> Excerpted data
----------

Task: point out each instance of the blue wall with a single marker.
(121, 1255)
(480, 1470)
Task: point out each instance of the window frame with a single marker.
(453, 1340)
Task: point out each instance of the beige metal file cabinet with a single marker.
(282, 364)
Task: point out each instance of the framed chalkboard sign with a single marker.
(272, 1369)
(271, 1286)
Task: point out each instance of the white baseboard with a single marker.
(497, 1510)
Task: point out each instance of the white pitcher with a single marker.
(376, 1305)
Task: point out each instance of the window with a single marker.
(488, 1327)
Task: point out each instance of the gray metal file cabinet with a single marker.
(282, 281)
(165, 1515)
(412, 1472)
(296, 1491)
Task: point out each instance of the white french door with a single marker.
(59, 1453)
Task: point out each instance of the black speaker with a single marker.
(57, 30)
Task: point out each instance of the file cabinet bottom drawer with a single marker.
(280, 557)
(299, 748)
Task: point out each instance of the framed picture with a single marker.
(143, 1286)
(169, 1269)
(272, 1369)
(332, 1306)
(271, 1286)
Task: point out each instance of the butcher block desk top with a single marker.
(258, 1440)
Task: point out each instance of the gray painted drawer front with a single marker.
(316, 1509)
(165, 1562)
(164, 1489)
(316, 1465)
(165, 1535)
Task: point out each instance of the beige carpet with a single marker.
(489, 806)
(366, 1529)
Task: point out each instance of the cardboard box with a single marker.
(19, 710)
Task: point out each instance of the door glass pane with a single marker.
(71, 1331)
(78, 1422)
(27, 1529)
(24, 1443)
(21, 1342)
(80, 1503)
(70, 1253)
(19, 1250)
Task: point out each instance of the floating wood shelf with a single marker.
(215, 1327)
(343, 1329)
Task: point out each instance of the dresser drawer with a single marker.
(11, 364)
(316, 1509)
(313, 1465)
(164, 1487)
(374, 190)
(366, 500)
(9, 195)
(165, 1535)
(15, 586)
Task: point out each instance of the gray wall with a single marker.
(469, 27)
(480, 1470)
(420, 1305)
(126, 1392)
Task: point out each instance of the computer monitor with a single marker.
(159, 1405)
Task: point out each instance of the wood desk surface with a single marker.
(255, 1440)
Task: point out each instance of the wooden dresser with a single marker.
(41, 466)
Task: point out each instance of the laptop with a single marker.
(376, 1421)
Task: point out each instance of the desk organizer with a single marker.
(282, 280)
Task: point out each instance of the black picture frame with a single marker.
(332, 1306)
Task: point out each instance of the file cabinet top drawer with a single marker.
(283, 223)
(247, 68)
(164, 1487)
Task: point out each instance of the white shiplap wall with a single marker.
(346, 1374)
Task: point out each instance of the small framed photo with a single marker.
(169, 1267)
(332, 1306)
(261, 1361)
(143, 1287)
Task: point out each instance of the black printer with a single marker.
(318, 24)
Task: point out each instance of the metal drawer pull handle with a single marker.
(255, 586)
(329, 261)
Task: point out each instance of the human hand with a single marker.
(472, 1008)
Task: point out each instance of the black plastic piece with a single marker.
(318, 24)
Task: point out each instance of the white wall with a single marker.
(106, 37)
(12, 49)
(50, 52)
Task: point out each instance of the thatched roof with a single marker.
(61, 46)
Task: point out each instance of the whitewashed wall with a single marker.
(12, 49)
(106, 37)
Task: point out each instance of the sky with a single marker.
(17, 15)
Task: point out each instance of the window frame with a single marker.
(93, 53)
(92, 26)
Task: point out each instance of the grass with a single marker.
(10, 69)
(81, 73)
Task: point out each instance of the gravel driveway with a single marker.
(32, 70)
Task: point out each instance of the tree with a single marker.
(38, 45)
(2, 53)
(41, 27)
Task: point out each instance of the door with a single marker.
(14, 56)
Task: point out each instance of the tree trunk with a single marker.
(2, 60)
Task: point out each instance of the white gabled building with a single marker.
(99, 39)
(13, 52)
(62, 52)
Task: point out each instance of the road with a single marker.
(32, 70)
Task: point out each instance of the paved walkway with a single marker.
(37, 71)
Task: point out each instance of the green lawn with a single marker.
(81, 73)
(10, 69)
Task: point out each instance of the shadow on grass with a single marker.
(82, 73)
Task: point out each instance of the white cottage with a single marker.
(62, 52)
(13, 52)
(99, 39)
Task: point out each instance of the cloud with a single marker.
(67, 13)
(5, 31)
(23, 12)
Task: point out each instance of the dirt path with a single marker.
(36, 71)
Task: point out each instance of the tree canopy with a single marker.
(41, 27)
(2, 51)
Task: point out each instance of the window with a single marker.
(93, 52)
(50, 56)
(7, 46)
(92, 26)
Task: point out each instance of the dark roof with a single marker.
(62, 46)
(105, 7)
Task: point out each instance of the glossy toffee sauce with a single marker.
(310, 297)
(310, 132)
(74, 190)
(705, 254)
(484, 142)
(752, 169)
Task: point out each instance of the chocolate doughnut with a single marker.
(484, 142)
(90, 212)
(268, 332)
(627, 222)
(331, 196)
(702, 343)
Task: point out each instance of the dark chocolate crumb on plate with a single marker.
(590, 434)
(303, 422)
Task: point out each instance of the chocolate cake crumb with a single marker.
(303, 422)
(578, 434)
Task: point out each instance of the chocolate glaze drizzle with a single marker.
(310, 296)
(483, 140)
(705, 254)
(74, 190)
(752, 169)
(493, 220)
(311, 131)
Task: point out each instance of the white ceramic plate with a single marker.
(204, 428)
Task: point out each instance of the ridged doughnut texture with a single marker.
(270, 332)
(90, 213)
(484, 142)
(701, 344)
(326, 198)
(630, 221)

----------

> Task requirements
Write out, please, only the lines from the one with "Task: point out each instance of the shadow" through the last line above, both included and unchanged.

> Answer
Task: point out each instance of the shadow on grass with a single marker.
(82, 73)
Task: point out each instance of the white cottage with a single marker.
(62, 52)
(13, 52)
(99, 39)
Task: point out each instance of the cloud with a single marker.
(67, 13)
(5, 31)
(23, 12)
Task: point out each instance of the dirt path with a single marker.
(36, 71)
Task: point out each instance of the tree canopy with a single marker.
(41, 27)
(2, 51)
Task: point out each instance of the window with a single marker.
(93, 52)
(50, 56)
(7, 46)
(92, 26)
Task: point out each instance of the dark roof with a single marker.
(62, 46)
(105, 7)
Task: point out each instance of the glossy toffee sauce with a single marker.
(310, 297)
(310, 132)
(74, 190)
(705, 254)
(484, 142)
(752, 169)
Task: point out each instance of the chocolate doughnut with a single marker.
(484, 142)
(90, 212)
(268, 332)
(627, 222)
(331, 196)
(702, 343)
Task: point out each instance of the dark chocolate crumb on plate with a single marker.
(590, 434)
(303, 422)
Task: point out each instance of the chocolate cake crumb with a single marker.
(303, 422)
(578, 434)
Task: point out each instance of the chocolate glaze drizzle with a single marker.
(310, 296)
(483, 140)
(705, 254)
(74, 190)
(752, 169)
(493, 220)
(311, 131)
Task: point out each instance of the white ceramic plate with a single marker.
(204, 428)
Task: point out each instance of the ridged doughnut texture with a single marker.
(270, 332)
(90, 213)
(484, 142)
(701, 344)
(326, 198)
(630, 221)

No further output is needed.